§ SHORT TASK
Copy every line of the records below, requests included, and shift each answer coordinate by adding 79 to both its x and y values.

§ INFORMATION GIVEN
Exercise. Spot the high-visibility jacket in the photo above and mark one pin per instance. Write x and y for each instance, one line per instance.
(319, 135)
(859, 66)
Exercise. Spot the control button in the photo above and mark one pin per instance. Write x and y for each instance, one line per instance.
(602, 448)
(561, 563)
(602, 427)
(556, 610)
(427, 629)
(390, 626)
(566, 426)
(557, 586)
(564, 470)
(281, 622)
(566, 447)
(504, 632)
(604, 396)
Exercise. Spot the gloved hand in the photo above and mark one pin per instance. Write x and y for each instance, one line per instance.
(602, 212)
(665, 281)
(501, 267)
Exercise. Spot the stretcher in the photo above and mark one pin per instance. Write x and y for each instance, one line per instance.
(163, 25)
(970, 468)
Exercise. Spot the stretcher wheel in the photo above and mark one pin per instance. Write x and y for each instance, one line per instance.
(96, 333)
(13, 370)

§ TASK RESULT
Exercise. Spot the high-visibility jacket in the photo above and mark one pin per instance. Write x and y for each instance, one line per instance.
(398, 214)
(938, 145)
Exercise. Spot the control button in the photo above and mark one pin per instance. Write x and y for each instance, one line per instance.
(681, 527)
(640, 642)
(681, 506)
(635, 689)
(506, 708)
(469, 705)
(645, 505)
(636, 665)
(643, 549)
(360, 701)
(645, 526)
(583, 711)
(683, 475)
Exercise. Spot the gloved hand in the photo above and mark one pin per instance. Write x and y for each instance, one line per instance.
(681, 291)
(744, 360)
(580, 346)
Exercise. Spot the stretcher in the photo above and mark one pin per instance. Write x and y for each instance, one line per instance.
(242, 104)
(1049, 547)
Exercise. Spot the stretcher wheel in the photo above and mark one pin per instance. Write x and y for each instance, one line per instance.
(175, 412)
(92, 449)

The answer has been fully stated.